:: EXERCISE PROMPT ::
Reproduce every record below character for character, with no changes to wording, numbers or punctuation.
==================================================
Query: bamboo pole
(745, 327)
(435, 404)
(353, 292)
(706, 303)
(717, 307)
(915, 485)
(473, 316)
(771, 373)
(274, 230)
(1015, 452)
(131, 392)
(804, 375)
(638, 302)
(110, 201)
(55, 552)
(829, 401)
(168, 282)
==================================================
:: TASK OUTPUT ::
Query: bamboo pole
(745, 327)
(435, 404)
(353, 292)
(706, 303)
(717, 307)
(915, 485)
(473, 316)
(771, 373)
(274, 230)
(1015, 452)
(131, 392)
(804, 375)
(638, 302)
(110, 201)
(55, 552)
(829, 401)
(168, 282)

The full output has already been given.